## Exercise brief
Pick out every line in the listing below that contains the word "collar", treating uppercase and lowercase as different, and copy each of those lines.

## Input material
────────────────
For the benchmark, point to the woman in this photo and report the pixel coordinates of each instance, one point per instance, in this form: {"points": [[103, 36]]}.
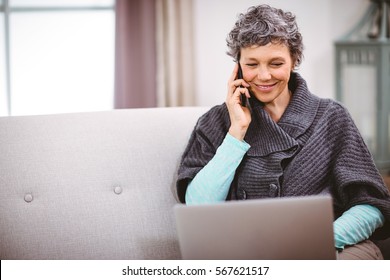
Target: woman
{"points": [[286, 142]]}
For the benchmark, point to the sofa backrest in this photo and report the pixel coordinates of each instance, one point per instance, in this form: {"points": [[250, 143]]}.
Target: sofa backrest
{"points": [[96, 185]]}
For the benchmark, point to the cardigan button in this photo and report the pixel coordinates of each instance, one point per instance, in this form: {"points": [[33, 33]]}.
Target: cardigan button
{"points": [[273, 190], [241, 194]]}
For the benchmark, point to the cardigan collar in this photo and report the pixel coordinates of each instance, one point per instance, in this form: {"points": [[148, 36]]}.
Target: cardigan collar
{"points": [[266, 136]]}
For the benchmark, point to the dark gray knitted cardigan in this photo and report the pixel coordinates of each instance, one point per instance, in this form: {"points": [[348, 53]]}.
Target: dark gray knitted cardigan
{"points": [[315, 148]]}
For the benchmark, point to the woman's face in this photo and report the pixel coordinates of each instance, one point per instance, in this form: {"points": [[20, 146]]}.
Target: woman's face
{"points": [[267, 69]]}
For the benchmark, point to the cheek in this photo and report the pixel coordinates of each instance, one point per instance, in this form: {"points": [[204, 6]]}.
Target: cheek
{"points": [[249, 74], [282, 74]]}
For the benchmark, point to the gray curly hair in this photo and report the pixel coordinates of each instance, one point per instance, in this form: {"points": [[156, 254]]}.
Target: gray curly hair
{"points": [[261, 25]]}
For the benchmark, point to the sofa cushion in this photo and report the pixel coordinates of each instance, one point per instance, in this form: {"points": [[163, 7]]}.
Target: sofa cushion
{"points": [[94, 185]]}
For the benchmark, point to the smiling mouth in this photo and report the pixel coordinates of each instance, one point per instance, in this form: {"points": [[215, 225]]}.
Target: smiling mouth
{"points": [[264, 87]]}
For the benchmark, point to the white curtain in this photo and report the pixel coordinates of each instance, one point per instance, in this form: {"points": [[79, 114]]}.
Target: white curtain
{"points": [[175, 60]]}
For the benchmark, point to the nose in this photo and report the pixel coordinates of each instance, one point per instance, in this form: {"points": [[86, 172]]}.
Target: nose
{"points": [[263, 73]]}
────────────────
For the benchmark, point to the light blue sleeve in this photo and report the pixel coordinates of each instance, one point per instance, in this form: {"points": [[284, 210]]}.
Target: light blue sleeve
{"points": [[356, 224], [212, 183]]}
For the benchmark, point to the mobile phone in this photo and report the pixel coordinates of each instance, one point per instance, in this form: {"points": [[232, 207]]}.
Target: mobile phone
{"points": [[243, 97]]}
────────────────
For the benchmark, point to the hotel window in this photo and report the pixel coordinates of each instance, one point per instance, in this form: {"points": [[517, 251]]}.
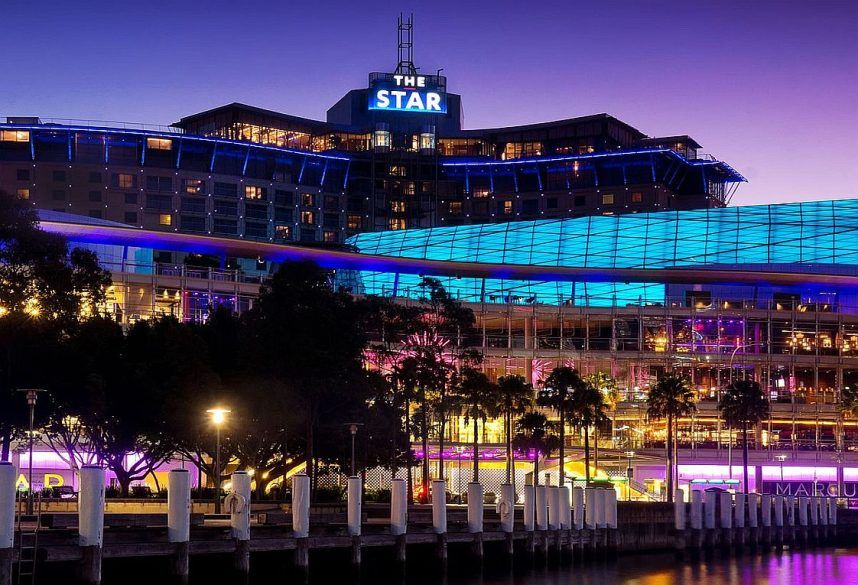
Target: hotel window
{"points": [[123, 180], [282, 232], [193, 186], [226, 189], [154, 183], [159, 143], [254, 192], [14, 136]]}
────────────────
## Expected answer
For the benchmark, point to the cardigan collar in this photo and report the pixel coordinates of each instance, one point per instance, in this form: {"points": [[148, 36]]}.
Target: cardigan collar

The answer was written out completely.